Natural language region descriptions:
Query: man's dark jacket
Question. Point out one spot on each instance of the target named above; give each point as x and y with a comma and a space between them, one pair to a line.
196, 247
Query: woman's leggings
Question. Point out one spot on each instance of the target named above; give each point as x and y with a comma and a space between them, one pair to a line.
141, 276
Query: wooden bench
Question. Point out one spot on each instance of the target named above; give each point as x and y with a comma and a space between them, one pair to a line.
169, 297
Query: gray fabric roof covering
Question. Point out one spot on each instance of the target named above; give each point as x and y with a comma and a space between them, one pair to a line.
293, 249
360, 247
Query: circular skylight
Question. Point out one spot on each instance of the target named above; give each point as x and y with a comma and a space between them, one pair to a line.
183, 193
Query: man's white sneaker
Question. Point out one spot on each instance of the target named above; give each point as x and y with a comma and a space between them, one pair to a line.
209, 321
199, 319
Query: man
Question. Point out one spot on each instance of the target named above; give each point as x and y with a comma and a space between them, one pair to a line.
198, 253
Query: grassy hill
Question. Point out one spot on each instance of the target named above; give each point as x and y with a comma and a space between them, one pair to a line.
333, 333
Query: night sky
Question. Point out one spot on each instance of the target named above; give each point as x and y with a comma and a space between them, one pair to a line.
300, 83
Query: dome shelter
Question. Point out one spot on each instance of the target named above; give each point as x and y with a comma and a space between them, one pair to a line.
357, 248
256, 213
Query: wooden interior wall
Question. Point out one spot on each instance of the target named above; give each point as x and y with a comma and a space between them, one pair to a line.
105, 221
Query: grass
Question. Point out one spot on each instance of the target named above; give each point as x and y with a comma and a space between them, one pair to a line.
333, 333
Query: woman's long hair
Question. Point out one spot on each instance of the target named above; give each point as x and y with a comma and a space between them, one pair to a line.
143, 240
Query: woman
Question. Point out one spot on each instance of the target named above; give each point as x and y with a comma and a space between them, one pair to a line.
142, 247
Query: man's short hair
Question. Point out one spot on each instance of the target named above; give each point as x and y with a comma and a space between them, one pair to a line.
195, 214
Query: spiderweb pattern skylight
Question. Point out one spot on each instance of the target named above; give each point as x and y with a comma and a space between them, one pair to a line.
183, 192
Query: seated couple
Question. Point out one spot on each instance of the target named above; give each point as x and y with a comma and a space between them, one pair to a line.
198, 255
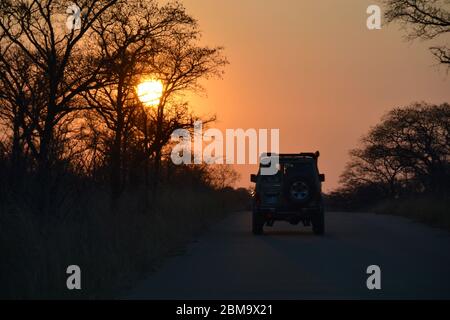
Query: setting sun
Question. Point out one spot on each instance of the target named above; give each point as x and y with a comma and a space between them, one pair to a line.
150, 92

...

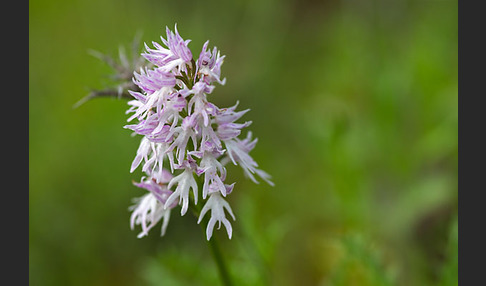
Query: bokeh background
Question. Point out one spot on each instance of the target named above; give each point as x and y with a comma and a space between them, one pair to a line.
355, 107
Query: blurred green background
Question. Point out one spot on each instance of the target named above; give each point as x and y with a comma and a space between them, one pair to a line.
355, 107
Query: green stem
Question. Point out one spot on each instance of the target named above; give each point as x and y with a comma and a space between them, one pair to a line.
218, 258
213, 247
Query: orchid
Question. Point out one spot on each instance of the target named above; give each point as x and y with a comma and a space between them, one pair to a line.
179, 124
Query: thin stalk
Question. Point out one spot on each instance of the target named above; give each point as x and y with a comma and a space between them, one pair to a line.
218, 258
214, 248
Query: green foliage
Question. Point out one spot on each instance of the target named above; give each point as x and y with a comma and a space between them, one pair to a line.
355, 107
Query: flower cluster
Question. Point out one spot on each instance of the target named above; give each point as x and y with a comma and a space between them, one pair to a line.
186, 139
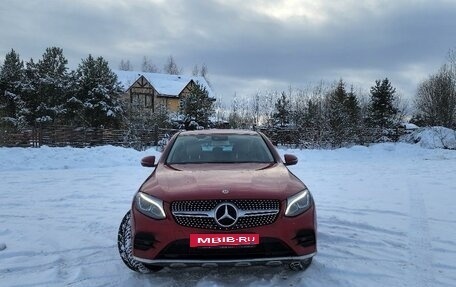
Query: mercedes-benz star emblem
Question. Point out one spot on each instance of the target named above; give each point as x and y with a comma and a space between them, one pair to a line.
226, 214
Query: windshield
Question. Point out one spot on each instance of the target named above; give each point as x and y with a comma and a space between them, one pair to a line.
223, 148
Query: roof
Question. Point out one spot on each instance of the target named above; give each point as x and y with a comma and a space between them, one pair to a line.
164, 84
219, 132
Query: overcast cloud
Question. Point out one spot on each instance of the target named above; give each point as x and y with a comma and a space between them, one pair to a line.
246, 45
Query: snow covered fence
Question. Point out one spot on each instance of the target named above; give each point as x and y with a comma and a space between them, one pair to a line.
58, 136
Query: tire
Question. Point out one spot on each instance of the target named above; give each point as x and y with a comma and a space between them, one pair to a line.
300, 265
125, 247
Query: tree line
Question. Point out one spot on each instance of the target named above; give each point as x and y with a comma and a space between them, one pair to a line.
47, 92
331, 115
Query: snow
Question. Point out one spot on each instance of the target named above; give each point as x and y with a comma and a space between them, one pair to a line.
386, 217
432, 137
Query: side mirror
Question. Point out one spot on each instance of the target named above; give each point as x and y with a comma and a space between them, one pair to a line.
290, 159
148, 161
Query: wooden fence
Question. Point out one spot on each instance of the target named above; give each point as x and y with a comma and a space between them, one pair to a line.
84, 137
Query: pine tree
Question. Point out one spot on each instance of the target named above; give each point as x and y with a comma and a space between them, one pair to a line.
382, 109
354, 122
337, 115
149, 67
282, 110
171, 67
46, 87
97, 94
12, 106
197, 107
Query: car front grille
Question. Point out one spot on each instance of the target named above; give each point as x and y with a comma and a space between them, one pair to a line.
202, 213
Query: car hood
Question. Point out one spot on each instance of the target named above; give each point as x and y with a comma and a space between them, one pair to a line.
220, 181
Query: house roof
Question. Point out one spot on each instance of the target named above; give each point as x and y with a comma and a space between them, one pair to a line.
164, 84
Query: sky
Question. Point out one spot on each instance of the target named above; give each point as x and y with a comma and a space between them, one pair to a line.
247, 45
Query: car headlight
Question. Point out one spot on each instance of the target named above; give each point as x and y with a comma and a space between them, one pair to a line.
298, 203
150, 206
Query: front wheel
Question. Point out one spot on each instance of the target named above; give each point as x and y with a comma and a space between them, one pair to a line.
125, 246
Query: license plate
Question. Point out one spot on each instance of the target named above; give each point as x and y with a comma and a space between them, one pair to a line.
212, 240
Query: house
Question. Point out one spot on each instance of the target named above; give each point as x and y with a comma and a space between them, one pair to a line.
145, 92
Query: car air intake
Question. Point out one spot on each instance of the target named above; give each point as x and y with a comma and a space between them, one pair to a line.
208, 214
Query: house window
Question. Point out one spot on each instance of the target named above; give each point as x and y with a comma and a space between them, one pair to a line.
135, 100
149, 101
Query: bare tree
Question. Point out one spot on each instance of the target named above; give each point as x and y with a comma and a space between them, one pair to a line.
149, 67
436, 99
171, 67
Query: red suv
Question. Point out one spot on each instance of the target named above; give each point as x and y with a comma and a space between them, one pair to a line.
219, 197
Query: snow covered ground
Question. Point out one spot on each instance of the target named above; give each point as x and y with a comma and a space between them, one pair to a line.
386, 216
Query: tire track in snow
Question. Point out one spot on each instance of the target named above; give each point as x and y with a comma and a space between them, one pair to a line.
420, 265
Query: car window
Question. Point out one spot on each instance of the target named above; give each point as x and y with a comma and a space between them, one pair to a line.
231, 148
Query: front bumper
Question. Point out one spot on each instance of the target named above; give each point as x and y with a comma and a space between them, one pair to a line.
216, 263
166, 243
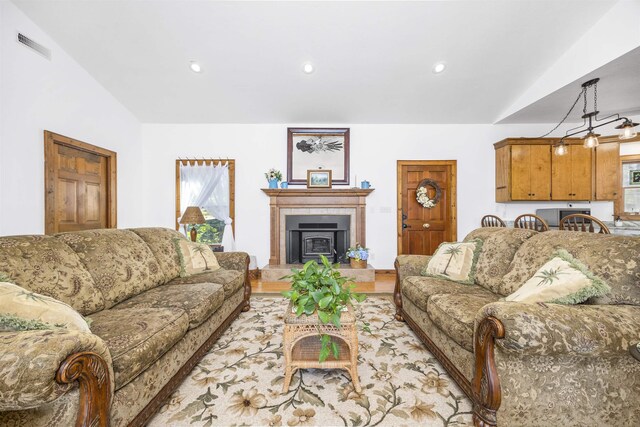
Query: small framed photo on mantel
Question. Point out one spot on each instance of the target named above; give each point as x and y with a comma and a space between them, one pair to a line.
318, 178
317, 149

### What to do:
What is the number of lines in the data that hold the word "fence"? Reply with that number and nothing else.

### Solution to the problem:
2